● **RECORDS PROVIDED**:

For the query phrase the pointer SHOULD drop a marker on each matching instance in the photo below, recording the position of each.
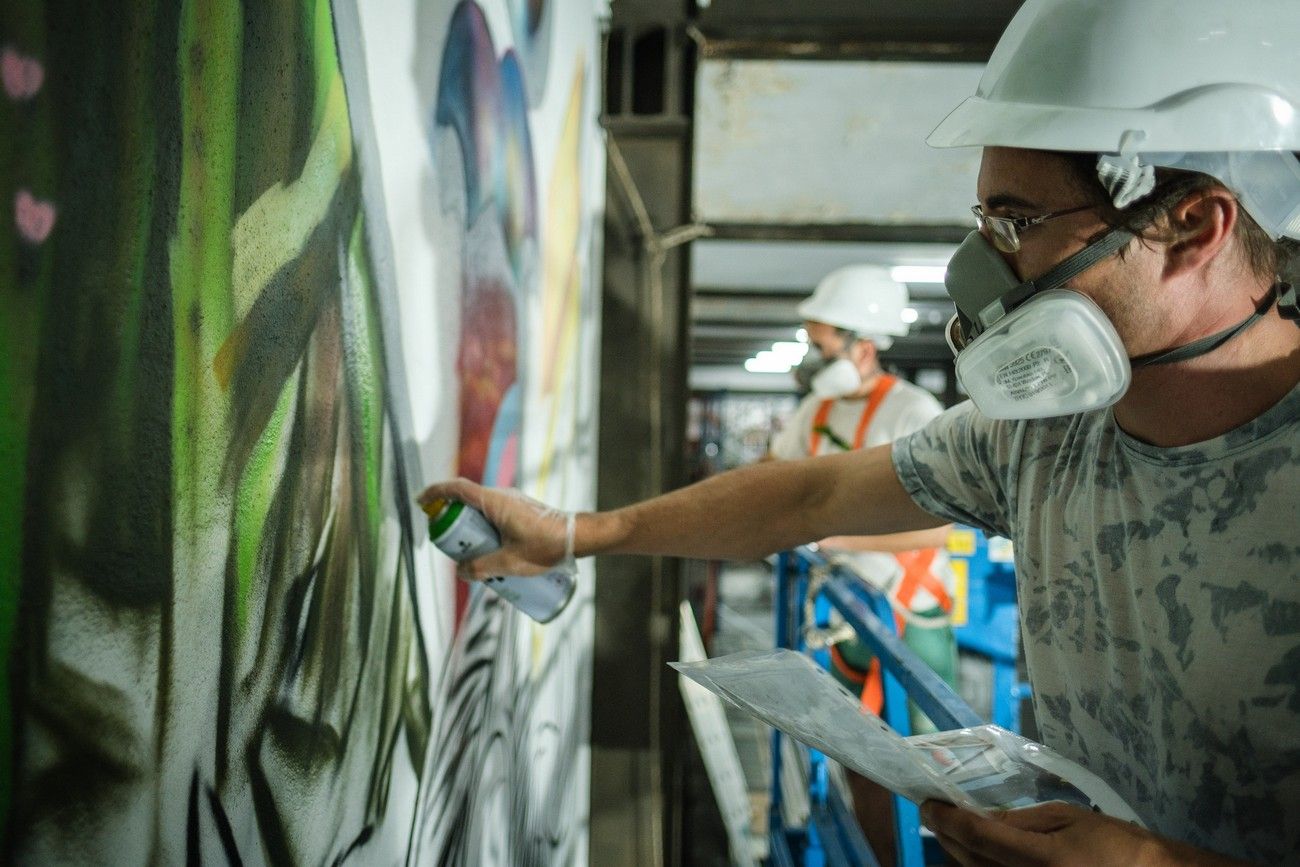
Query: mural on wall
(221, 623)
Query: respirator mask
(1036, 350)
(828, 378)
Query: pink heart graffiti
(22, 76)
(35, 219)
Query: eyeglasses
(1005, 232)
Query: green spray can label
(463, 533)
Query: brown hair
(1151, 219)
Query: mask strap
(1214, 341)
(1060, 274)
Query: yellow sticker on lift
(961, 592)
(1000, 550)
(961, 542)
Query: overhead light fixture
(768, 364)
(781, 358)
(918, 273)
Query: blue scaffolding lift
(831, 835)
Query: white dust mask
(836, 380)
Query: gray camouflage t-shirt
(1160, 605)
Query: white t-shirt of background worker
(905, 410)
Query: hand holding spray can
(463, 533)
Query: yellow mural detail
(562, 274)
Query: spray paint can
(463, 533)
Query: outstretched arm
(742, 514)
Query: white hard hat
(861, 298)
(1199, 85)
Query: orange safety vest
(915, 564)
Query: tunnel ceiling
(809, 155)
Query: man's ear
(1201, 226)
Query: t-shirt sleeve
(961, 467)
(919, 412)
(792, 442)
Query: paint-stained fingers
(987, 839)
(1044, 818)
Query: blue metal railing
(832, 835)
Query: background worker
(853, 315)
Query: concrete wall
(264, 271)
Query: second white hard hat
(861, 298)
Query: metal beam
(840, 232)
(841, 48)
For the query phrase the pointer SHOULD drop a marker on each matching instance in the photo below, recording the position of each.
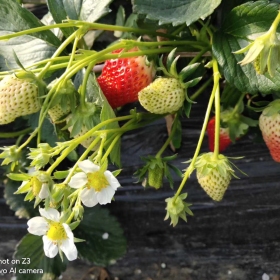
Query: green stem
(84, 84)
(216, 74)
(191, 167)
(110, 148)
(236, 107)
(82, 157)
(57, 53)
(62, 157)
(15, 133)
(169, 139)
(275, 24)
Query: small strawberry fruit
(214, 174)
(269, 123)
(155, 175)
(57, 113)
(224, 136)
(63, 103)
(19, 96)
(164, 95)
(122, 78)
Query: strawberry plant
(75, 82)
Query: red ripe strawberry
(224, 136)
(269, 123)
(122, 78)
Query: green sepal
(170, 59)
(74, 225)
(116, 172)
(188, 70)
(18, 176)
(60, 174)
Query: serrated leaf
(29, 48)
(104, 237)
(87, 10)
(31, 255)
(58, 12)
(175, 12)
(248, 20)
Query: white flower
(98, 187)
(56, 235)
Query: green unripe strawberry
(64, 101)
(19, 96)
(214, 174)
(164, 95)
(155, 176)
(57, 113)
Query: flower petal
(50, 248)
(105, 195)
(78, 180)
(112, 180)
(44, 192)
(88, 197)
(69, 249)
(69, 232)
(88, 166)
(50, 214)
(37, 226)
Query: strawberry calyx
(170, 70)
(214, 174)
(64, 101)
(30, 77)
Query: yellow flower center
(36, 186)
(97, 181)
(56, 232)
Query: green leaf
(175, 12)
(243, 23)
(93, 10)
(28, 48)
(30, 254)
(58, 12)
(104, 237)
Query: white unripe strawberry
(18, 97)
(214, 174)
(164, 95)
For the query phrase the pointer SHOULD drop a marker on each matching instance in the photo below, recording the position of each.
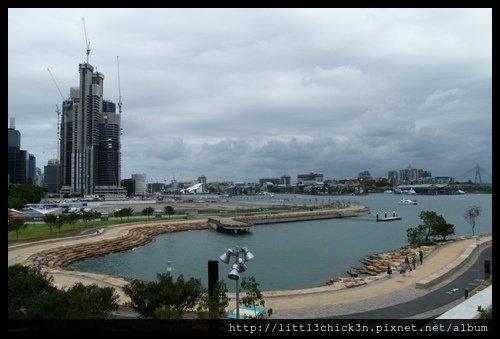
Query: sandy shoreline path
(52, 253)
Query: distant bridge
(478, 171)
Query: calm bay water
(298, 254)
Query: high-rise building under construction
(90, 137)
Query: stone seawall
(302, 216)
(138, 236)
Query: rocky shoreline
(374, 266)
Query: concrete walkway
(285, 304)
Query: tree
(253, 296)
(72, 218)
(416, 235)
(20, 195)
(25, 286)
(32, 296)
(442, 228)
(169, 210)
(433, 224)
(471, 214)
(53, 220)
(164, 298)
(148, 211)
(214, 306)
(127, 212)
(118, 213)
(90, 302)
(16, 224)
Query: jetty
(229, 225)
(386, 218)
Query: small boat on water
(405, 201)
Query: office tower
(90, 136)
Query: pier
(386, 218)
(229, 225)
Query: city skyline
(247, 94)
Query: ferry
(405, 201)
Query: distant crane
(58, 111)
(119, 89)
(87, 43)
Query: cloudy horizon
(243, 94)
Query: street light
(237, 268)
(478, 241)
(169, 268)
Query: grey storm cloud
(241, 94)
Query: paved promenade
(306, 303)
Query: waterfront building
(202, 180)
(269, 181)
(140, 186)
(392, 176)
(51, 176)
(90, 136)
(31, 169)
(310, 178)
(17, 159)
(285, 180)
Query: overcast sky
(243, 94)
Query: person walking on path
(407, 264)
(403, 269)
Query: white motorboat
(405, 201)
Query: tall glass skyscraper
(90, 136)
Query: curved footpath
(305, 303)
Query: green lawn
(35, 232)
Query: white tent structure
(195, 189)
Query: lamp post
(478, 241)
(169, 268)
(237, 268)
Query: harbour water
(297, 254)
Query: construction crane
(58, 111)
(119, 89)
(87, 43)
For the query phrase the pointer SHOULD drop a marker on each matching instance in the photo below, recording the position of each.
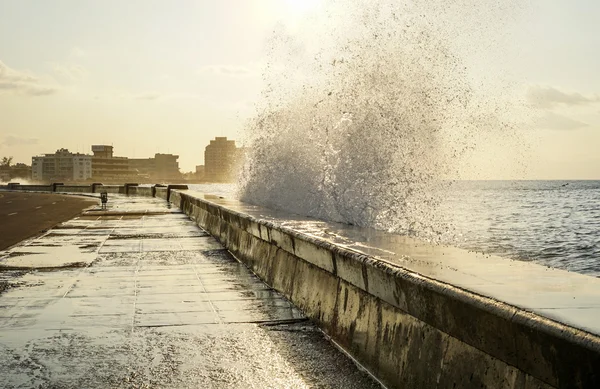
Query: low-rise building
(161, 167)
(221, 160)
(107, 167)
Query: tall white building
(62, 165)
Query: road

---

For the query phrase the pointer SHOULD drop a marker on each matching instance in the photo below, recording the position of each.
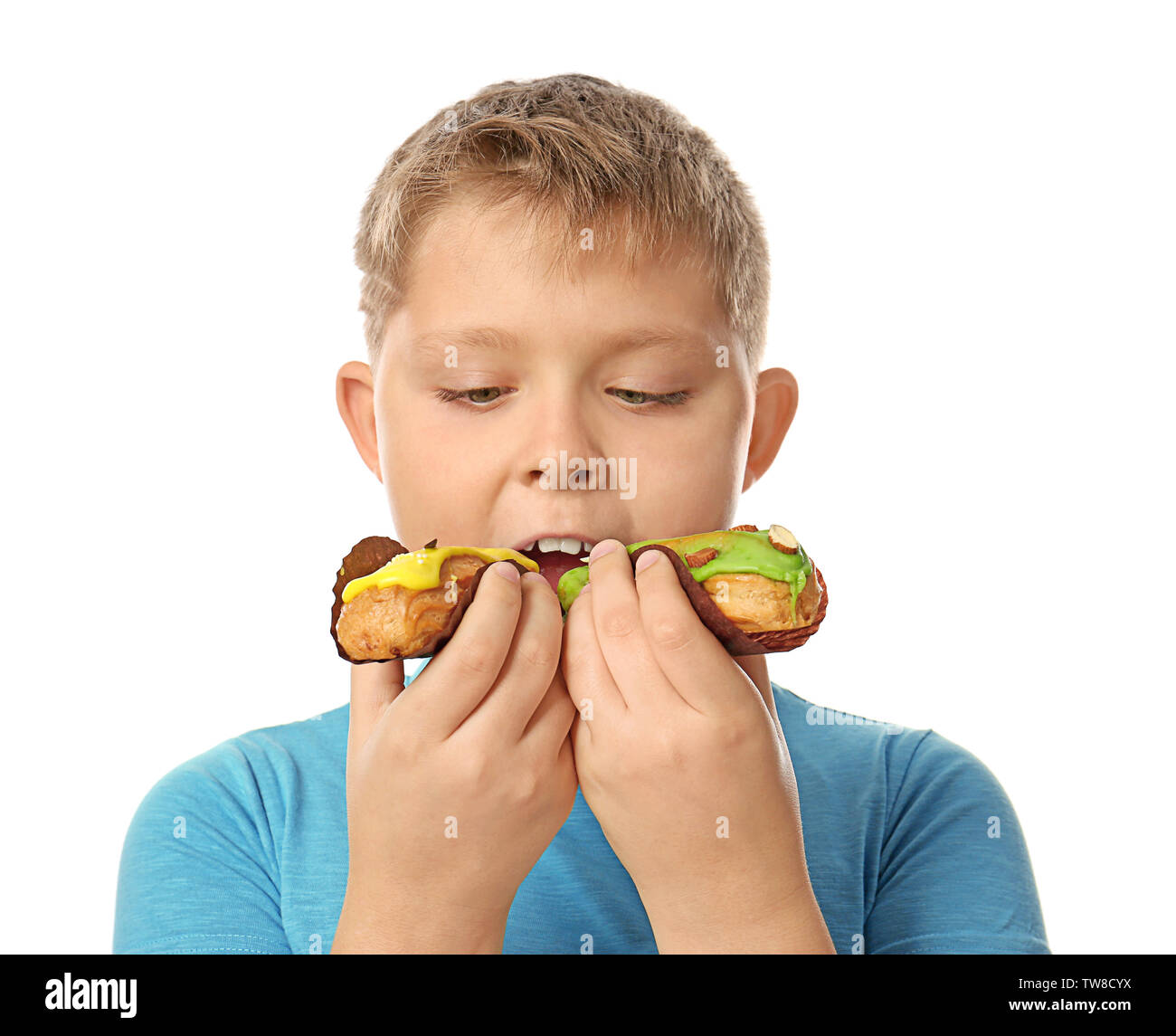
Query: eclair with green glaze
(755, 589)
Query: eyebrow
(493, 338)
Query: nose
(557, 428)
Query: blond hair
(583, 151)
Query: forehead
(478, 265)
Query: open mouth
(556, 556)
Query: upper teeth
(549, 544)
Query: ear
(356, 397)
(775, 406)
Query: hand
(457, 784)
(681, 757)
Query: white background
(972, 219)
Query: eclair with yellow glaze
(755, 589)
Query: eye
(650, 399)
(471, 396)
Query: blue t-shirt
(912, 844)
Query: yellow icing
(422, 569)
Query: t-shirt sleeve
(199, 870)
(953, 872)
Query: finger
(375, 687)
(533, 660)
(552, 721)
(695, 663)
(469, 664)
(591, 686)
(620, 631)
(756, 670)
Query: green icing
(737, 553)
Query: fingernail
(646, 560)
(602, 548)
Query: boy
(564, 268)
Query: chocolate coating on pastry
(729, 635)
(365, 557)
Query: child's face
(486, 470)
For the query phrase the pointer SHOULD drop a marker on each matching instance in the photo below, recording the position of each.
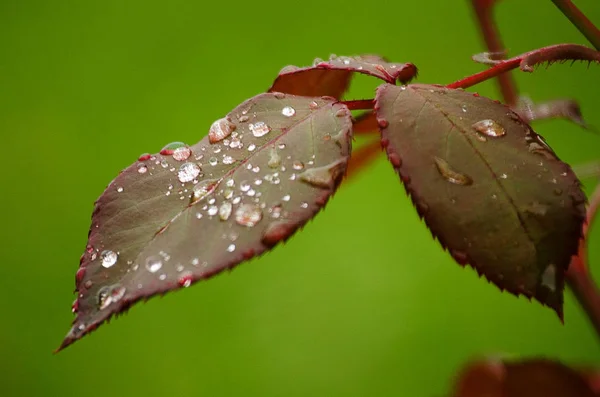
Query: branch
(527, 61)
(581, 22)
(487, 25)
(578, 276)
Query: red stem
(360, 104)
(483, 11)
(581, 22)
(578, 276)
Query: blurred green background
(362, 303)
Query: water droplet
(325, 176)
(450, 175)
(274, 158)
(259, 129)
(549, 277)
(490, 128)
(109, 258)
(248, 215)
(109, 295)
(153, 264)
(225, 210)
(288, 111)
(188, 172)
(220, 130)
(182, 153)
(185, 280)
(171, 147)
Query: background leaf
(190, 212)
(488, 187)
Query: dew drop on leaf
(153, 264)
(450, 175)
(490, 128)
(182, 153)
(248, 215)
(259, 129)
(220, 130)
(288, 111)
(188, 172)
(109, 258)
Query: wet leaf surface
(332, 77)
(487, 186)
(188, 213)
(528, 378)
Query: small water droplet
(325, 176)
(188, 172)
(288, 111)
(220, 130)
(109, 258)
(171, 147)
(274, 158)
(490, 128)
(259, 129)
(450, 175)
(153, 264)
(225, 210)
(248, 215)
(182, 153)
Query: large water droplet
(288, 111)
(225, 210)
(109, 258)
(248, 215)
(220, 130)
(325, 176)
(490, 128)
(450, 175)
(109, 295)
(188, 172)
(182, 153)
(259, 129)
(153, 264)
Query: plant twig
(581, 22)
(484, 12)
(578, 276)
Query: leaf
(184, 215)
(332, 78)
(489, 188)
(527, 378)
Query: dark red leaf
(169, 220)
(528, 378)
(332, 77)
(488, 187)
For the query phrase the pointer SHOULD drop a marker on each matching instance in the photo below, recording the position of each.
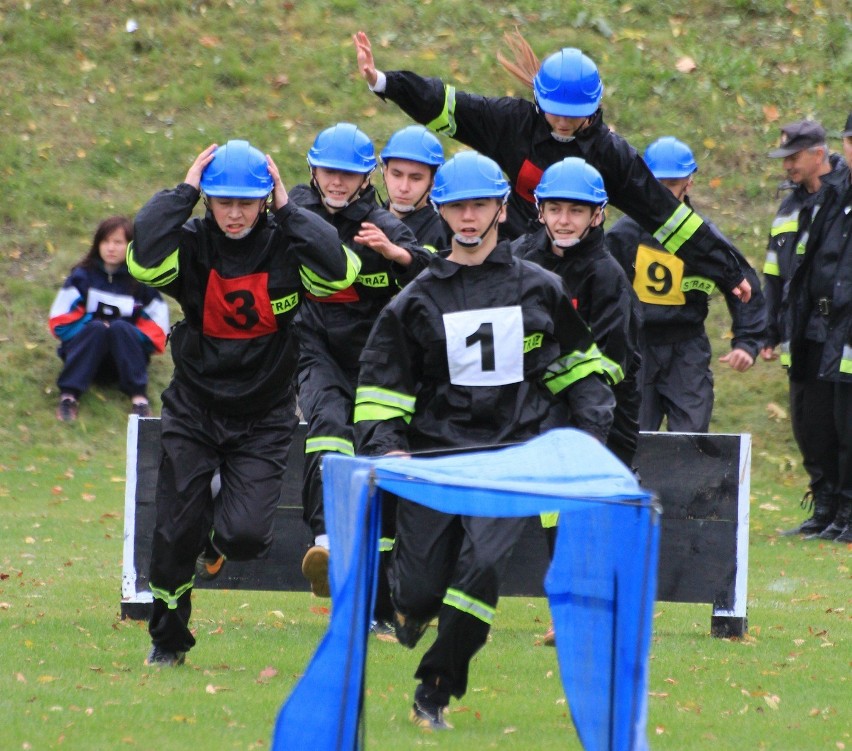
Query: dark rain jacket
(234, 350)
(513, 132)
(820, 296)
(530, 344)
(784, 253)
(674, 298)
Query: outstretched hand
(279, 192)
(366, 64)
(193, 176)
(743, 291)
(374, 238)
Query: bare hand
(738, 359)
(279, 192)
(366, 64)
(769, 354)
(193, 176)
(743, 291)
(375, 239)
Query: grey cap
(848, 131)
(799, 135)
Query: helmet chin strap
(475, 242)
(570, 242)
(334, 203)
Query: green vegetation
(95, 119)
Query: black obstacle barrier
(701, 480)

---

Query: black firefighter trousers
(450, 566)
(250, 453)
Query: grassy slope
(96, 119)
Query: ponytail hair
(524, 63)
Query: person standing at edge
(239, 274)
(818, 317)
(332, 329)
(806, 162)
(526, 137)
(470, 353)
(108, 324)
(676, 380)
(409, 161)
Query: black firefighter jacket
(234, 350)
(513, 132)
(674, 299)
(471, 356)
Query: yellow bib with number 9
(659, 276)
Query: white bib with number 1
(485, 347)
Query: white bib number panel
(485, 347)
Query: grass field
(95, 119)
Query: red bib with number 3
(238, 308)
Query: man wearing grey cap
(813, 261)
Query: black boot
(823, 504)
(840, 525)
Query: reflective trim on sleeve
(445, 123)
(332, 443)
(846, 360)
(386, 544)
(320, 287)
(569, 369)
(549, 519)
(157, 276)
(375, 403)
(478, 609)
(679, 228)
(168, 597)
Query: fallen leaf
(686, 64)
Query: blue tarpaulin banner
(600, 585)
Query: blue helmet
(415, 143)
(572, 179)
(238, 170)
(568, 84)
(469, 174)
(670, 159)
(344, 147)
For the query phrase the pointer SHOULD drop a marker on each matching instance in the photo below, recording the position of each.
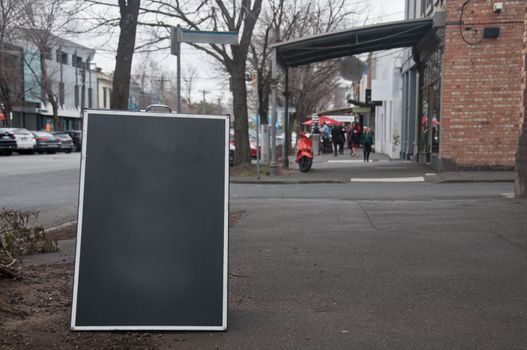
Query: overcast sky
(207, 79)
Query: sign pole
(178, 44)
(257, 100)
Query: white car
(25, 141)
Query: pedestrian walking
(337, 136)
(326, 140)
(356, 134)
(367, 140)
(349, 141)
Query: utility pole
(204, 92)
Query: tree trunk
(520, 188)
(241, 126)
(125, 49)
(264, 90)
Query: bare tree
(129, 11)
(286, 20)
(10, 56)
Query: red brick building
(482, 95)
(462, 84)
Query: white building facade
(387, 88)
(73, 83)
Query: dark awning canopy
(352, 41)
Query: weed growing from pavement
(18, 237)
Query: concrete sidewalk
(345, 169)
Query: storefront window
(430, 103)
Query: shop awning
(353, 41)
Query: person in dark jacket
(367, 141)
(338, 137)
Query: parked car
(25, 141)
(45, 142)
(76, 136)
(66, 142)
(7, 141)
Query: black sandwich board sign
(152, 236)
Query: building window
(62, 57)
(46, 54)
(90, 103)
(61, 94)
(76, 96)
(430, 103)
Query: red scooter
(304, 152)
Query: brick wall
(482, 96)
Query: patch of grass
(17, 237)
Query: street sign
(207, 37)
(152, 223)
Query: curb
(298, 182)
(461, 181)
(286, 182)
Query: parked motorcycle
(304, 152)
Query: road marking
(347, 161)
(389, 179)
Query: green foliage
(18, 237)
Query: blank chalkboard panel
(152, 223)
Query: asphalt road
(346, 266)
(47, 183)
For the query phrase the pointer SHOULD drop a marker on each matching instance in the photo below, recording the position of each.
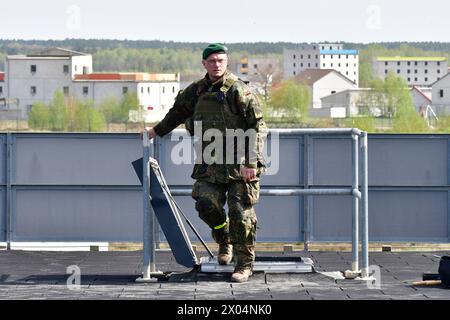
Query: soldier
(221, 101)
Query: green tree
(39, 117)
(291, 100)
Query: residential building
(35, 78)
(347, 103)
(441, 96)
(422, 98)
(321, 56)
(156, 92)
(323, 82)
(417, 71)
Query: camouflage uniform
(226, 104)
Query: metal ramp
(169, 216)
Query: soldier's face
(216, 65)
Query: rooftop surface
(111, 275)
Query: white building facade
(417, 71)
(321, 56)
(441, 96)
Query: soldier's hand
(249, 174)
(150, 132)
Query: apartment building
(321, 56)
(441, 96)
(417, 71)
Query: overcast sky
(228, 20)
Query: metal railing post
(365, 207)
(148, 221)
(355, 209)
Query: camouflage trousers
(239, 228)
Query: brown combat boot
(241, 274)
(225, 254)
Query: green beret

● **WRITTEN REQUEST**:
State how many lines in the items above contain the string "sign", giving only the number.

● **RESULT FOR THIS TASK**:
3